(STUDY TEXT Opens)

Let’s be clear from the start: astrology is bunk. Magic rocks are bunk. Guardian angels, reiki, homeopathy, psychic readings, tarot cards, energy healing, reflexology, phrenology, and iridology are all bunk. None are based on anything close to science, reality or fact. At the very least destructive they are mere entertainment, at their worst they are a cultish belief in magic and superstition. But the piece is more sensationalism than fact.

The author of the Patheos article – supposedly a skeptic who describes it as a trend towards a “less violent form of nonsense” – writes,

Believe it or not, I don’t oppose this. We should be moving away from fundamentalist adherence to ancient dogmas, and more toward this type of relaxed take-what-works-and-drop-the-rest approach. And if you can make yourself feel better without hurting anyone, I say you should go for it.

No, no, no. The test for meaning, for benefit, relevance, utility or truthfulness is not whether it makes you feel better. That’s simply being selfish. You can get the same from eating ice cream or splurging on something you want to own. The news is full of politicians – local to federal – doing something to benefit themselves, not the people they supposedly serve. Epicureanism notwithstanding, there ought to be a benefit to more than just yourself.

Not harming anyone is good, of course, but by itself not good enough to make it the sole basis of anyone’s beliefs or practices. Where is the ethical or moral substrate? The greater good? Too easily not harming anyone can become simply avoidance and excuses for not actually doing something.

(STUDY TEXT Closes)

▸ **DIRECTIONS FOR THIS TASK**:
Copy out the entire text on astrology and feel-good beliefs word for word. Rely only on the text on astrology and feel-good beliefs.

(RAW DATA Opens)

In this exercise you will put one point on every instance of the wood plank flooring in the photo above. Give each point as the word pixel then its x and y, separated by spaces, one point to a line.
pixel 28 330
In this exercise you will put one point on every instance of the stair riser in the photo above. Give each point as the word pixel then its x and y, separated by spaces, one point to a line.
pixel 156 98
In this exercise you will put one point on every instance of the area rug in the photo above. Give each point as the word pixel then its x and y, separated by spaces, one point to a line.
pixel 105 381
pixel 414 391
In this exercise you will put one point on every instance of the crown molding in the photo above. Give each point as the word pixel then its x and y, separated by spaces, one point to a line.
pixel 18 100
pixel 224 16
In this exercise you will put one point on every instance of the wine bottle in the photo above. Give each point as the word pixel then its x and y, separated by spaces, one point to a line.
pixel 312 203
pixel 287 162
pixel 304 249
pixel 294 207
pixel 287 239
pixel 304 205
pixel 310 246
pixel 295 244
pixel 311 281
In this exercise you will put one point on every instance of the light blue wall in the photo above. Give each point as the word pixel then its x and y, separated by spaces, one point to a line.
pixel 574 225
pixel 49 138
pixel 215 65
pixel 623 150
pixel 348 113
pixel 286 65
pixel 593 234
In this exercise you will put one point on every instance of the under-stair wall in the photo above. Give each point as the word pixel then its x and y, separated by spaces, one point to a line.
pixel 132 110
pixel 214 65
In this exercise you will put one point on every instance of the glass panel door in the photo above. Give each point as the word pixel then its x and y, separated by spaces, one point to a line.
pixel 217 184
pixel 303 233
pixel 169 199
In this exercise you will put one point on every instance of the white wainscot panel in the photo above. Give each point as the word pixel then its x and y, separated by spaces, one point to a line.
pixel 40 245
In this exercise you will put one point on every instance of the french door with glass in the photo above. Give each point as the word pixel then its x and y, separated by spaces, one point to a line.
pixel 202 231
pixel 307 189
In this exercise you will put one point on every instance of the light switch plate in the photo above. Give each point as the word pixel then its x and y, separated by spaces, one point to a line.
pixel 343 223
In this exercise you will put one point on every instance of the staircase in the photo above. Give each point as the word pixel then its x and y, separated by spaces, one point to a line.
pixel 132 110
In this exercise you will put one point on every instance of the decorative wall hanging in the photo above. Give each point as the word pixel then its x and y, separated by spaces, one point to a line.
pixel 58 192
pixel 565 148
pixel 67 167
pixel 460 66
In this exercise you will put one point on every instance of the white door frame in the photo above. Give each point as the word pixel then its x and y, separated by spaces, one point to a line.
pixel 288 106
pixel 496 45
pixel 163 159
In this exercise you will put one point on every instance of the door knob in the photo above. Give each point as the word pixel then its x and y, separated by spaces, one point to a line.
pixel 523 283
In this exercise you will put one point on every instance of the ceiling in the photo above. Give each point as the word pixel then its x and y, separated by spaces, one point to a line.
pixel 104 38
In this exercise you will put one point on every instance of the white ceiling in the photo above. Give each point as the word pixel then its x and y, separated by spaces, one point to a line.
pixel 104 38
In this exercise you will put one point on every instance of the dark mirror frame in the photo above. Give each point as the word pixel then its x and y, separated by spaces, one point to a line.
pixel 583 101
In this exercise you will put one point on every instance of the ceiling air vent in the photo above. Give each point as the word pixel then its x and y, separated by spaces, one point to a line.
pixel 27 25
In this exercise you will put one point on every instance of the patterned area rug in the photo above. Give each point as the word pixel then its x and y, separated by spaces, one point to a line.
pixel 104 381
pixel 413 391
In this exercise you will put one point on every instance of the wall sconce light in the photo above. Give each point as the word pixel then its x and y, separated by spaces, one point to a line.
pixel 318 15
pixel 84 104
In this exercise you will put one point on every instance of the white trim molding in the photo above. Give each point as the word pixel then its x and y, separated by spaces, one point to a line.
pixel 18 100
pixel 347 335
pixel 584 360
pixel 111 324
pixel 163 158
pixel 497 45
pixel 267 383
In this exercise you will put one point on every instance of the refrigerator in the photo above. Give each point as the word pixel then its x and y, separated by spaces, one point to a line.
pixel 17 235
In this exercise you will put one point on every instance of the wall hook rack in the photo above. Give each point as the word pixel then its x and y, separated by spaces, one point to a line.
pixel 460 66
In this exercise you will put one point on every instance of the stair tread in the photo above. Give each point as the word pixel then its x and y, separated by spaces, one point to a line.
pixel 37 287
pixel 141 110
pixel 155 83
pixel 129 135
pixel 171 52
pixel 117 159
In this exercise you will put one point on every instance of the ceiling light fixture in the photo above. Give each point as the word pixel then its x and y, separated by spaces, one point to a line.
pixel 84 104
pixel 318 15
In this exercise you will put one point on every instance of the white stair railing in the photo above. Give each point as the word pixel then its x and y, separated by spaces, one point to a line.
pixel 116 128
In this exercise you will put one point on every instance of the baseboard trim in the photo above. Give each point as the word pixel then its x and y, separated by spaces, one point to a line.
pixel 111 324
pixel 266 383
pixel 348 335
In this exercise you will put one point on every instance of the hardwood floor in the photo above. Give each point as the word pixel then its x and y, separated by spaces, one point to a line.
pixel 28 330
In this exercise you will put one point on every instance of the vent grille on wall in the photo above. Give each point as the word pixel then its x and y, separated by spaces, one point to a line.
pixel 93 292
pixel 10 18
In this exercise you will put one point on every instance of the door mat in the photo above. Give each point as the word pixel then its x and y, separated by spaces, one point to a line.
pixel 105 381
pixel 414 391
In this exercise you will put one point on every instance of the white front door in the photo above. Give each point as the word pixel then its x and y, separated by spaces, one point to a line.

(RAW DATA Closes)

▸ **WRITTEN RESPONSE**:
Let’s be clear from the start: astrology is bunk. Magic rocks are bunk. Guardian angels, reiki, homeopathy, psychic readings, tarot cards, energy healing, reflexology, phrenology, and iridology are all bunk. None are based on anything close to science, reality or fact. At the very least destructive they are mere entertainment, at their worst they are a cultish belief in magic and superstition. But the piece is more sensationalism than fact.

The author of the Patheos article – supposedly a skeptic who describes it as a trend towards a “less violent form of nonsense” – writes,

Believe it or not, I don’t oppose this. We should be moving away from fundamentalist adherence to ancient dogmas, and more toward this type of relaxed take-what-works-and-drop-the-rest approach. And if you can make yourself feel better without hurting anyone, I say you should go for it.

No, no, no. The test for meaning, for benefit, relevance, utility or truthfulness is not whether it makes you feel better. That’s simply being selfish. You can get the same from eating ice cream or splurging on something you want to own. The news is full of politicians – local to federal – doing something to benefit themselves, not the people they supposedly serve. Epicureanism notwithstanding, there ought to be a benefit to more than just yourself.

Not harming anyone is good, of course, but by itself not good enough to make it the sole basis of anyone’s beliefs or practices. Where is the ethical or moral substrate? The greater good? Too easily not harming anyone can become simply avoidance and excuses for not actually doing something.